Could you copy out every one of the rows below, word for word and with nothing changed?

>>>>>

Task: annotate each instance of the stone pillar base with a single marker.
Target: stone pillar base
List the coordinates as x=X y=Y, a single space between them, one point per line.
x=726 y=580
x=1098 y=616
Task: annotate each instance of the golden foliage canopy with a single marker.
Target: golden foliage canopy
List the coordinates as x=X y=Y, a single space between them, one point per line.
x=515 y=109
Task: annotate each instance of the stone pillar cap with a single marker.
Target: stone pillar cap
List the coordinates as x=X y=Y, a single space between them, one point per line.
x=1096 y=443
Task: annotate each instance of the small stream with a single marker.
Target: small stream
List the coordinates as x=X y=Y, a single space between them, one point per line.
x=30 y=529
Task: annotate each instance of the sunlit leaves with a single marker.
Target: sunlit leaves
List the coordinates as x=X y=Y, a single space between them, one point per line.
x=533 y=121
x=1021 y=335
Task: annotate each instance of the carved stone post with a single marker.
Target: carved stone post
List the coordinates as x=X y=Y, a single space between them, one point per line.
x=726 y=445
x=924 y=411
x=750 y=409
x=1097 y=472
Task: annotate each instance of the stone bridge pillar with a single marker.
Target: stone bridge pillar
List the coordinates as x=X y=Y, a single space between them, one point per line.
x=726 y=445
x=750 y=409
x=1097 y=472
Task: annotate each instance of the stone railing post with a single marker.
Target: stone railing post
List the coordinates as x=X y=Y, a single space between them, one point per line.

<<<<<

### [Response to this task]
Task: annotate each instance of the stone pillar base with a single marker.
Target: stone pillar base
List the coordinates as x=X y=Y, a single space between them, one point per line.
x=726 y=580
x=1098 y=616
Task: annotate each instance of the golden foliage canopy with a single marker.
Target: golden foliage canopy
List the coordinates as x=X y=Y, a single space between them, one point per line.
x=515 y=109
Task: annotate each instance of the stone pillar cap with a single marker.
Target: stone pillar cap
List the coordinates as x=X y=Y, a single space between them, one point per line.
x=1096 y=443
Task: annotate each instance of the small stream with a single marker.
Target: small stream
List the coordinates as x=X y=Y, a single space between them, one point per line.
x=30 y=529
Task: annotate each instance of the sunlit leaves with a single marker.
Target: sunlit leaves
List the coordinates as x=X y=Y, a single space between them, one point per line.
x=533 y=121
x=1021 y=335
Task: annotate each instance of the carved stone post with a single marker.
Target: carved stone post
List the coordinates as x=X y=Y, a single space between them, one point per line.
x=726 y=445
x=924 y=411
x=750 y=409
x=1097 y=472
Task: annotate each instance of the stone bridge pillar with a single marker.
Target: stone bridge pillar
List the coordinates as x=X y=Y, a single space between them, one point per line.
x=726 y=445
x=750 y=409
x=1097 y=472
Task: annotate each instance of the stone railing post with a single marker.
Target: stone railing post
List the coordinates as x=X y=Y, a single space between them, one point per line.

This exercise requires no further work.